Dataset entries
----

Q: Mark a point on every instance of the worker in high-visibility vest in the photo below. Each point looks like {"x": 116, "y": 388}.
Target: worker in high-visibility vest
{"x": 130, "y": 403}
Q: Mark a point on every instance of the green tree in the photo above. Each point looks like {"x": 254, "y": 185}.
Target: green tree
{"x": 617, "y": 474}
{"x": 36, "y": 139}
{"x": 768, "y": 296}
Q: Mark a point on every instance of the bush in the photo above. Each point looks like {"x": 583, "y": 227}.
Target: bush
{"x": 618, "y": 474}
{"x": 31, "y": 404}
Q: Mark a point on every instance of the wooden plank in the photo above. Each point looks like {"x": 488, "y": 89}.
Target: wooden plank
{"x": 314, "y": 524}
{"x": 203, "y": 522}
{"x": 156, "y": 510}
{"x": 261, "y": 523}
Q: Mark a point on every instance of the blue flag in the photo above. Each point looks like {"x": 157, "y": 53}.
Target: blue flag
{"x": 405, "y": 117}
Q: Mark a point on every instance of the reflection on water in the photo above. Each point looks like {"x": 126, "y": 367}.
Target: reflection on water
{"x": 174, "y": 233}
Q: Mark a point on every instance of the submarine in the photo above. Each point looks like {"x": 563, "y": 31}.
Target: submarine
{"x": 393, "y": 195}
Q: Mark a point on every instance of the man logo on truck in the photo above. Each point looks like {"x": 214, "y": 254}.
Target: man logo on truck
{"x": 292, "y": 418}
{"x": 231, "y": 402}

----

Where the records above contain a line with "Target: green tree", repeat that line and each later line through the end, exactly, and nothing more.

Exercise answer:
Target: green tree
{"x": 617, "y": 474}
{"x": 36, "y": 139}
{"x": 768, "y": 296}
Q: Mark a point on every instance of the bush in the photo above. Each point looks like {"x": 583, "y": 227}.
Target: bush
{"x": 618, "y": 474}
{"x": 31, "y": 404}
Q: Mark a point on every instance of the wooden plank in the photo above. Each point looks like {"x": 488, "y": 89}.
Target: wooden plank
{"x": 314, "y": 524}
{"x": 203, "y": 522}
{"x": 156, "y": 510}
{"x": 261, "y": 523}
Q: Mark a point on every instance of the blue flag in the photo above. Each point looks like {"x": 157, "y": 53}.
Target: blue flag
{"x": 405, "y": 117}
Q: Mark a point on every instance of the reflection on water in the photo above. Each point looks like {"x": 126, "y": 367}.
Target: reflection on water
{"x": 174, "y": 233}
Q: Mark a point on every instance of the submarine in the photo above. Each point looks like {"x": 563, "y": 31}.
Target: submarine
{"x": 393, "y": 195}
Q: Mark a point on every instance of the man logo on truck in the photo above. Each point looks like {"x": 214, "y": 254}.
Target: man logo on truck
{"x": 292, "y": 418}
{"x": 231, "y": 402}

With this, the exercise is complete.